Ese descomunal reptil no debía medir menos de 17 o 18 metros, contando
la proporción de la bestial cabeza.
De historias sobre las sicuri o anacondas bolivianas se llenó la velada
de esa noche, en la que participaron don Julián y un recién llegado,
Koro Miashiro, de origen japonés para más señas, y con quien pude
dialogar un poco en ese endiablado idioma aprendido en mis años de
Japón. Koro arribó a ese recodo del Manuripi con toda su familia (esposa
y tres hijitos) a bordo de un peque-peque y después de ocho horas de
navegación. Nos contó que se había visto al terrible mapinguarí en la
zona de Tulapa. Aunque lo describió como un ser espantoso y devorador de
personas, nosotros teníamos muchas dudas. Habíamos leído al respecto la
posibilidad de que este engendro del averno amazónico sea en realidad
un descendiente de un prehistórico perezoso terrestre, un perico como
dicen en estas tierras, supervivientes en lugares muy espesos e
impenetrables de la jungla. Otro de los habitantes de San Silvestre, don
José Molina, insistió en la naturaleza agresiva y monstruosa del
mapinguarí, también llamado “pataycoco”, y del que también dijo haber
visto sus huellas con forma de cocos gigantescos. En Cobija, el ilustre
militar retirado Carlos Torrico Pinto nos contó días después sobre
ataques de anacondas e incluso de un extraño ser conocido por los
indígenas como el duende, pero manifestó también sus dudas sobre el
carácter agresivo del mapinguarí.

▶ _Registros del listado_
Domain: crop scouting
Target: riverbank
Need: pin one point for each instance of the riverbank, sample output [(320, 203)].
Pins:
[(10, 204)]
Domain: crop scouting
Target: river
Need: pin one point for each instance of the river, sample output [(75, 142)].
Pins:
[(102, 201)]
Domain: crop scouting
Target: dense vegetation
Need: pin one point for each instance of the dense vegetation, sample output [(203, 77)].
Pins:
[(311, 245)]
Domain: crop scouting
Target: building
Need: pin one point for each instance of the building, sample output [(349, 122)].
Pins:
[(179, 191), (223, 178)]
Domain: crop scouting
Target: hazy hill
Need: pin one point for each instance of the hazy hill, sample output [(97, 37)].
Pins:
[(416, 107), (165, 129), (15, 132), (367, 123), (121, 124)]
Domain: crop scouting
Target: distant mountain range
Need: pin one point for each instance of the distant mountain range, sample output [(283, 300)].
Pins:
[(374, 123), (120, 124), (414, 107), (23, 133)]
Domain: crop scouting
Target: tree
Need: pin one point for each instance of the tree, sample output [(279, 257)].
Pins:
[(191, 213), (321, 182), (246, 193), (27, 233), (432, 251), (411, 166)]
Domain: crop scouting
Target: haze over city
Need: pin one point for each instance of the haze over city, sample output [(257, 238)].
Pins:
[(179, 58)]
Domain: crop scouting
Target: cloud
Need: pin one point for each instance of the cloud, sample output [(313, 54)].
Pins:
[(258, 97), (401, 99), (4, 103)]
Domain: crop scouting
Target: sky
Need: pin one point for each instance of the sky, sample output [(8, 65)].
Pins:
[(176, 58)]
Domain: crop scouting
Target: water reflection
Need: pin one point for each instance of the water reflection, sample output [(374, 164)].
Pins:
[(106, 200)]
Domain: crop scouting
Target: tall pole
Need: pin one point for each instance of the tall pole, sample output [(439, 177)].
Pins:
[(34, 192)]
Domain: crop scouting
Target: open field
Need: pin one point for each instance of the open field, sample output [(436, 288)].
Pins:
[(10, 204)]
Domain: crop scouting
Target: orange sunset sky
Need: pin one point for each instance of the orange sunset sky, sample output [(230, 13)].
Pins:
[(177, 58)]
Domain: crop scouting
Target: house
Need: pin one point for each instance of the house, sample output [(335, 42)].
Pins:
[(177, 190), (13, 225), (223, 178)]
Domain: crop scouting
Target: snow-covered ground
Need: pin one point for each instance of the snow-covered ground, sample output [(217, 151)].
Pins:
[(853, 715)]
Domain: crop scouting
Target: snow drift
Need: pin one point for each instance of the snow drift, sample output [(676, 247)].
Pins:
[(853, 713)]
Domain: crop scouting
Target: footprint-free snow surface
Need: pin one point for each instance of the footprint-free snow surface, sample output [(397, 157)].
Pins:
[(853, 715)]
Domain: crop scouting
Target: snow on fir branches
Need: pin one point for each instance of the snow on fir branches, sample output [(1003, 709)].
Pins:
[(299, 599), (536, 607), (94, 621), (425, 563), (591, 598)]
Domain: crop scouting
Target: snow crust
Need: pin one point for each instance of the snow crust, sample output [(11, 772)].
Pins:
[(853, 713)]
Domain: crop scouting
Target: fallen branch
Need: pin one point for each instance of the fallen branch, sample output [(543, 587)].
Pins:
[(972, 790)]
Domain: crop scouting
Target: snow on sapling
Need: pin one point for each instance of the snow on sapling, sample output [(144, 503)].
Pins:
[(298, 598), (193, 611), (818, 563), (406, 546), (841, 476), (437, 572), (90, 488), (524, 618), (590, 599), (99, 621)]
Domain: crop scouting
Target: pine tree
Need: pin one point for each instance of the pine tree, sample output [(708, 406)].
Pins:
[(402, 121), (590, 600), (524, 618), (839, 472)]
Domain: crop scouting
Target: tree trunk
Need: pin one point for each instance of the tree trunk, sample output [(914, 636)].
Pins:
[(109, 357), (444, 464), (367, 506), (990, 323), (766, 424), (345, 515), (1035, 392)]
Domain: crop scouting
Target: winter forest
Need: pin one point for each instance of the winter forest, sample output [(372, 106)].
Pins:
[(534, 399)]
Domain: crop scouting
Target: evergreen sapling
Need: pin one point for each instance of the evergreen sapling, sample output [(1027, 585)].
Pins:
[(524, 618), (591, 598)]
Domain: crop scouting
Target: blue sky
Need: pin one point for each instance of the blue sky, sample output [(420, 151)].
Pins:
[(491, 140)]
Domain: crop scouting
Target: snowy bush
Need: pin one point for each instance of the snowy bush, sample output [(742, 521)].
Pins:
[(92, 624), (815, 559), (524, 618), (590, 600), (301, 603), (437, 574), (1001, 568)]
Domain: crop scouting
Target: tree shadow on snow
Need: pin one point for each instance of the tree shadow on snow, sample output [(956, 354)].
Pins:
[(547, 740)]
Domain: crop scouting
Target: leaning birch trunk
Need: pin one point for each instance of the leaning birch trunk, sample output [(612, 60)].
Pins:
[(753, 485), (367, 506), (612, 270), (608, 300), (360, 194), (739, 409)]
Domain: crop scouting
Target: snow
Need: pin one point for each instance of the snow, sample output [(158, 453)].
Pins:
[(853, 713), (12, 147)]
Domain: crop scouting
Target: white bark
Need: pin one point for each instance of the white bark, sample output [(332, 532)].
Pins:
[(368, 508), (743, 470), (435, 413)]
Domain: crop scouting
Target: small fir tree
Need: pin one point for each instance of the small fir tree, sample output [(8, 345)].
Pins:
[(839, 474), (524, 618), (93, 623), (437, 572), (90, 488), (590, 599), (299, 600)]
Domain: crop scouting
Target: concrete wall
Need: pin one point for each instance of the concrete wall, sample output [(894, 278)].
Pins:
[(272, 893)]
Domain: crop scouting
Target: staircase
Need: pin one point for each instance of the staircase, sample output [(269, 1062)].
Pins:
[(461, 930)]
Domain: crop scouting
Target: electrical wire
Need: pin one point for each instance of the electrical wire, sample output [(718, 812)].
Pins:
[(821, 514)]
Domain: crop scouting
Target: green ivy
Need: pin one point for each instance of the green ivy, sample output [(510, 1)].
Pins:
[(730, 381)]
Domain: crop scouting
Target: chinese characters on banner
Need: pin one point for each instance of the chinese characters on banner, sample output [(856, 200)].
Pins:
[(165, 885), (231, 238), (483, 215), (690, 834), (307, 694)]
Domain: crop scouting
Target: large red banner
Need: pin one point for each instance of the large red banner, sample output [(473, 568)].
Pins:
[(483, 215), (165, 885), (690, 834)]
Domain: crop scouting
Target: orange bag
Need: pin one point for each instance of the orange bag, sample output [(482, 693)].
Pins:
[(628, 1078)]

--

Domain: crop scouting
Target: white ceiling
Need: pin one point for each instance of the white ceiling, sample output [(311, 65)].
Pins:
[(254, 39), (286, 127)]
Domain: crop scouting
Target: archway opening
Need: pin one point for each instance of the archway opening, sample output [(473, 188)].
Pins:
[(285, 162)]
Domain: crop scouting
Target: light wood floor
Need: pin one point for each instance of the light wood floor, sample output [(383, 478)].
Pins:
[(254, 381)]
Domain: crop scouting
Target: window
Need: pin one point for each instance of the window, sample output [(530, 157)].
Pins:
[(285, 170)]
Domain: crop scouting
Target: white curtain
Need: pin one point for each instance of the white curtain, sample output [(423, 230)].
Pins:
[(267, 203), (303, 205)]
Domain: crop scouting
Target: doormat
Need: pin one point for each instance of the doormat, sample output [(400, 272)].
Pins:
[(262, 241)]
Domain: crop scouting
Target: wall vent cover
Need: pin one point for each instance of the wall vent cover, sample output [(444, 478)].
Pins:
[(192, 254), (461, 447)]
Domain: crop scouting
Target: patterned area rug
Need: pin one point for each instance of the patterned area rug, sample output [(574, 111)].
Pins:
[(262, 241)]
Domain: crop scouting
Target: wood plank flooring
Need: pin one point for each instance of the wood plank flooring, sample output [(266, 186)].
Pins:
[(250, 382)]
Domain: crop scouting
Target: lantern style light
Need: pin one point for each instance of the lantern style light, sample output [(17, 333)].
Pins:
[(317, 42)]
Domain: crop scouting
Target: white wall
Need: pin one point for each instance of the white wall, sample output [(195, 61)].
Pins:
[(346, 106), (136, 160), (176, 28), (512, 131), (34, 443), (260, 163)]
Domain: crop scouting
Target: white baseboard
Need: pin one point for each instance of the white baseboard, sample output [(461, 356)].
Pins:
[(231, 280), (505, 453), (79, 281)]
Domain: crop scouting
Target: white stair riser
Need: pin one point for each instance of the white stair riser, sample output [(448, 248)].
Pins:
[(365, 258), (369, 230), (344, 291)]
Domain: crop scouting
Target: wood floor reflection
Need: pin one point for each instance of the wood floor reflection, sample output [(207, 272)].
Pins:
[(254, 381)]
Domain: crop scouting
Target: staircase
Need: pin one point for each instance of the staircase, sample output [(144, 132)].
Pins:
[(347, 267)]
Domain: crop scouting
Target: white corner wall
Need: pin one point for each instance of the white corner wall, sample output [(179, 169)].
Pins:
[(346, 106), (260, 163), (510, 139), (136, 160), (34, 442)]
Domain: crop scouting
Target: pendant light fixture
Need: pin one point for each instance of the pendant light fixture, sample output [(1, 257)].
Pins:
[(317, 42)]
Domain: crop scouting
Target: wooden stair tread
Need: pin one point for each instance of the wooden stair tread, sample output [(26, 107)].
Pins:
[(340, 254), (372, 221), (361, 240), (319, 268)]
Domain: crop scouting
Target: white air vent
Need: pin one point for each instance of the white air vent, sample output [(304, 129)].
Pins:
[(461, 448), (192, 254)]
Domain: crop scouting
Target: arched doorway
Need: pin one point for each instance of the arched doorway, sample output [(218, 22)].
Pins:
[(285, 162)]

--

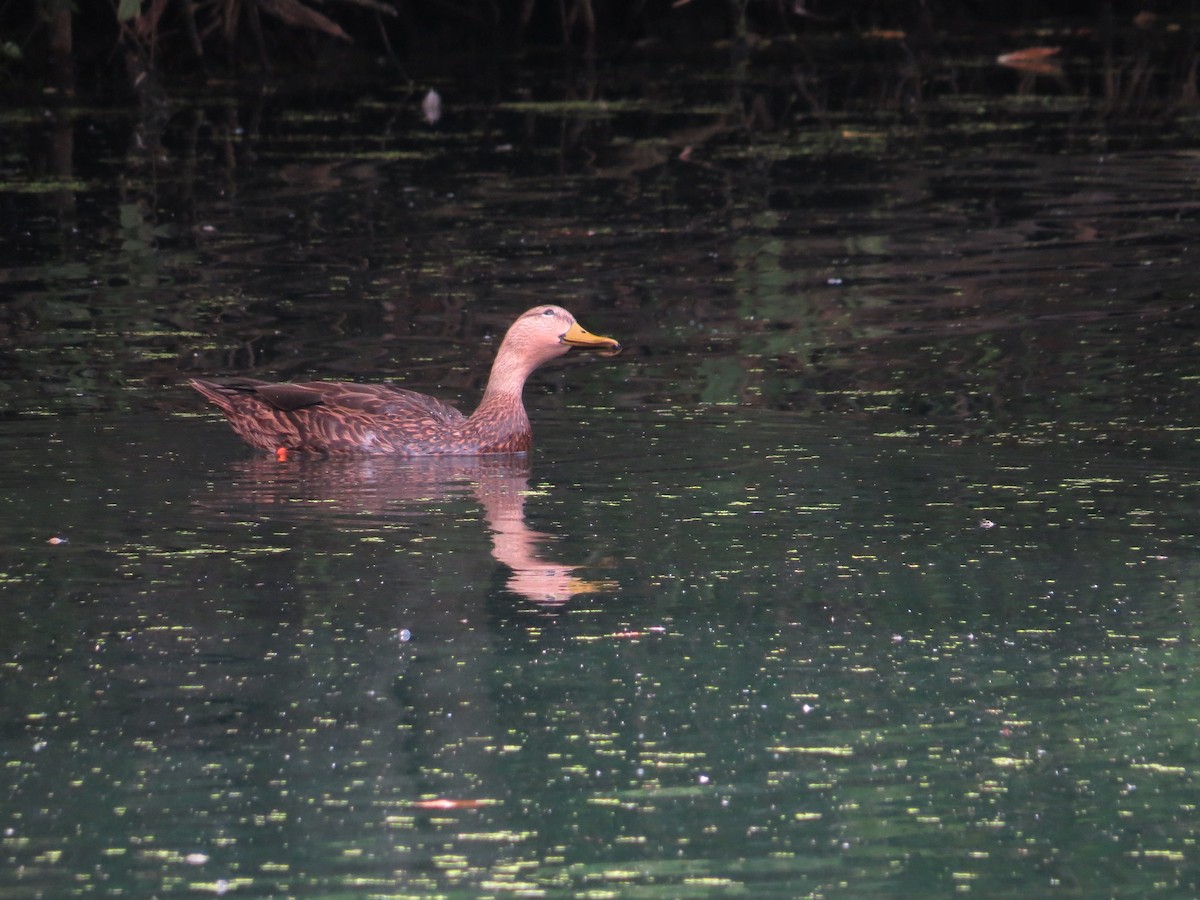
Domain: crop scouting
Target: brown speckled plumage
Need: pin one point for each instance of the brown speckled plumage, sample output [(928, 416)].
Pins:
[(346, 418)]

▶ _Enunciado_
Prosigue el relato sobre las anacondas y el mapinguarí del Manuripi a partir de su última oración, sin mezclarlo con el listado.

▶ _Resultado_
Sobre el Madre de Dios
Tras un par de días de descanso, decidimos adentrarnos en el oriente de
Pando, rumbo al Madre de Dios. Cruzamos durante horas y horas, la pampa
selvática del departamento y bien adentrada la tarde alcanzamos la
orilla del mítico río, descrito por primera vez entre los conquistadores
españoles por Juan Álvarez Maldonado, cuyas crónicas llevábamos en la
mochila junto a la autobiografía del coronel Percy Harrison Fawcett,
explorador de estos territorios a principios del siglo XX. Cruzamos el
Madre de Dios con la sensación de estar emulando a estos aventureros,
aunque con mucho más temor, dada la precariedad del estrecho peque-peque
con el que salvamos el medio kilómetro de anchura que tenía el río en
esa zona. La embarcación iba haciendo aguas a la par que descendía la
noche, de forma que a duras penas logramos llegar, ya oscuro, a la
localidad de Sena, en la embocadura del Manupare en el Madre de Dios.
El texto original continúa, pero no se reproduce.